:: Available records

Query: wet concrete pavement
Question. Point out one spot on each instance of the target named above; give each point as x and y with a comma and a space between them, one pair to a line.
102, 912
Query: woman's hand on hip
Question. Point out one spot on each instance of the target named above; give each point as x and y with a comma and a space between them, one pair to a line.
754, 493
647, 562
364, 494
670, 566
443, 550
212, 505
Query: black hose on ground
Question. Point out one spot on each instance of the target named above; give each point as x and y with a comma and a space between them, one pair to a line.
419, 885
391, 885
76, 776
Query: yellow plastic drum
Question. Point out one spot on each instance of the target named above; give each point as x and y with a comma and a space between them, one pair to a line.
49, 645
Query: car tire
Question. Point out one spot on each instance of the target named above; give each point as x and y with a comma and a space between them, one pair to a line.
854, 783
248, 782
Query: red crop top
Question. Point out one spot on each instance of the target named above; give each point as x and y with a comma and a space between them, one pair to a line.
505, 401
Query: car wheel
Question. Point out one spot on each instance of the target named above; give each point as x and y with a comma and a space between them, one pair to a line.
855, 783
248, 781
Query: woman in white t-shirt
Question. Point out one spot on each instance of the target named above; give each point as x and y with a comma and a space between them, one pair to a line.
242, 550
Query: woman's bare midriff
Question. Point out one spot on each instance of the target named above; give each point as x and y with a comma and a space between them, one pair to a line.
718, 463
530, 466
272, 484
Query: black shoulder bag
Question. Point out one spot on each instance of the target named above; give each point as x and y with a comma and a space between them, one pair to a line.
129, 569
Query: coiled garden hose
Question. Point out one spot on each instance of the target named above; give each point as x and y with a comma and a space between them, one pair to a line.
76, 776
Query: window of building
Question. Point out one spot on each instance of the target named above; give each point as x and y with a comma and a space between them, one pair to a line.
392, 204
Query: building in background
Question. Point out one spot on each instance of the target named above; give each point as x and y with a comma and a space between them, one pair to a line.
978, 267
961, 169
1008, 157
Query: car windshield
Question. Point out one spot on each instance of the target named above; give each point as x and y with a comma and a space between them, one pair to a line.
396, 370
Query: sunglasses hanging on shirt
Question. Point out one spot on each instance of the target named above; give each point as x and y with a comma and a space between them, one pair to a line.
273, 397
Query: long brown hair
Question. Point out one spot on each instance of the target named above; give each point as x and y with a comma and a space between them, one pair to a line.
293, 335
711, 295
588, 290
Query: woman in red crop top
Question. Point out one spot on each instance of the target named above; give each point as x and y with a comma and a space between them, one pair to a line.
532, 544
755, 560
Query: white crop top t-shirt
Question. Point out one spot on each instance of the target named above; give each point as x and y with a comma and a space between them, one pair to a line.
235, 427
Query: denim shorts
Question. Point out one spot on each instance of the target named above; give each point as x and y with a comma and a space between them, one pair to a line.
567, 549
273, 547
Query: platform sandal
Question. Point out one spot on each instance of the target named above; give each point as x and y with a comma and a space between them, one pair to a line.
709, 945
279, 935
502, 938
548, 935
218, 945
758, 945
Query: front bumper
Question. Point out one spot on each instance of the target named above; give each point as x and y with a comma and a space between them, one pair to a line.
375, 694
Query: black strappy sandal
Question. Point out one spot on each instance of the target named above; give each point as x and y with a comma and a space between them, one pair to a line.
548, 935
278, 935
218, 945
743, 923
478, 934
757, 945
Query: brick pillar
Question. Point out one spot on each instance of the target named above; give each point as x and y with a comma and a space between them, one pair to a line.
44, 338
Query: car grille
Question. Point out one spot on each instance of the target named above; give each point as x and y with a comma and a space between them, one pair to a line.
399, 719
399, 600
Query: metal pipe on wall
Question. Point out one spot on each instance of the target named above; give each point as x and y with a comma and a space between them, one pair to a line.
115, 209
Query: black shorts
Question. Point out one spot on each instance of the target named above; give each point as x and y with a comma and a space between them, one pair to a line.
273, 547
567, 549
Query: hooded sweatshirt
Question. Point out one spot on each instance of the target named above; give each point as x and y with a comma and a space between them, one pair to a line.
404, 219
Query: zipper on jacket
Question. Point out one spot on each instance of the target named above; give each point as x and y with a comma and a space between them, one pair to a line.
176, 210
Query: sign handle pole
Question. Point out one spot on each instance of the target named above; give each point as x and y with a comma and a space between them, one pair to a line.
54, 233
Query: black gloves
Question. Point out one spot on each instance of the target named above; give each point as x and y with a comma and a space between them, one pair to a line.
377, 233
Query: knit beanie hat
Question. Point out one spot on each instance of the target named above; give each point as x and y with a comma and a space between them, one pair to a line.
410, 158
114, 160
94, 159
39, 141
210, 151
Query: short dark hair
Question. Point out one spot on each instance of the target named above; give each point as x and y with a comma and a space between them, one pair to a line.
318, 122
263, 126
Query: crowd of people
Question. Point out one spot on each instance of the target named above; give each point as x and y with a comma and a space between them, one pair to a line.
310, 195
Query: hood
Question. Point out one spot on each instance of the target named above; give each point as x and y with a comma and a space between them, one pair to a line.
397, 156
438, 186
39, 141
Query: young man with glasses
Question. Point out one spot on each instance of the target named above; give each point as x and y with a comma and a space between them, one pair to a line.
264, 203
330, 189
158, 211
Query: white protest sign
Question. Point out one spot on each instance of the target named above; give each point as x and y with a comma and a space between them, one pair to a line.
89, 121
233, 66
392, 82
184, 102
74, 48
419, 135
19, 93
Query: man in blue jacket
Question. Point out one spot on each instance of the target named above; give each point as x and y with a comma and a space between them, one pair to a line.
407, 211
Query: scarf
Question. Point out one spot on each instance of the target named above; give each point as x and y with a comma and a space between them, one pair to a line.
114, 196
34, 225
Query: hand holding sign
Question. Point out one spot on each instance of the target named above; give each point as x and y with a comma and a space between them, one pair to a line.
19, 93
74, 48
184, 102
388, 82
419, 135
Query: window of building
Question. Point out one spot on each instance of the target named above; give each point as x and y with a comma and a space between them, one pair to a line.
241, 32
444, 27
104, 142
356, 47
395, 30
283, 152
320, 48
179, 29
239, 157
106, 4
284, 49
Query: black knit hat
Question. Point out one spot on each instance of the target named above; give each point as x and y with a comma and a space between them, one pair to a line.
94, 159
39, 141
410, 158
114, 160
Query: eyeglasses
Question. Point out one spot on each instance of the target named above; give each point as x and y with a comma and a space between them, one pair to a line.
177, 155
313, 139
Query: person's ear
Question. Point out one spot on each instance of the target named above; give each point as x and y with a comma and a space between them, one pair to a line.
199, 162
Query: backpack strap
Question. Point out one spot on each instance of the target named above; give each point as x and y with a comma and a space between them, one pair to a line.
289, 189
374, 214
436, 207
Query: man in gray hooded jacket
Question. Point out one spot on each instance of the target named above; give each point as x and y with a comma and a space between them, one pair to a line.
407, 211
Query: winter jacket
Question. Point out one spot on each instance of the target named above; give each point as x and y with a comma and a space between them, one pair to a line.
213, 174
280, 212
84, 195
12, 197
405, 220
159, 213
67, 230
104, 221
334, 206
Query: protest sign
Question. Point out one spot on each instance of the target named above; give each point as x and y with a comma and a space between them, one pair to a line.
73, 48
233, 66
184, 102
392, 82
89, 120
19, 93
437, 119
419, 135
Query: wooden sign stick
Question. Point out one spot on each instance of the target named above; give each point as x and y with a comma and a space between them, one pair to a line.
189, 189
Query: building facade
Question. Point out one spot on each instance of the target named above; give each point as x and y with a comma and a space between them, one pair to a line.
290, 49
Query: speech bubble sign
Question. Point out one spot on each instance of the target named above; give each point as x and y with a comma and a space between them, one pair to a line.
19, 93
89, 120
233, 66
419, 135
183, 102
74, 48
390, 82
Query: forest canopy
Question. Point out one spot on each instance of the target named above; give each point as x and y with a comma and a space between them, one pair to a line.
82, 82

::::

**Activity:** Search the entries above for lines containing the word "woman", and copy each one.

**Written solution:**
Query: woman's hand on hip
Query: woman in white t-shirt
Query: woman's bare midriff
Query: woman in red crop top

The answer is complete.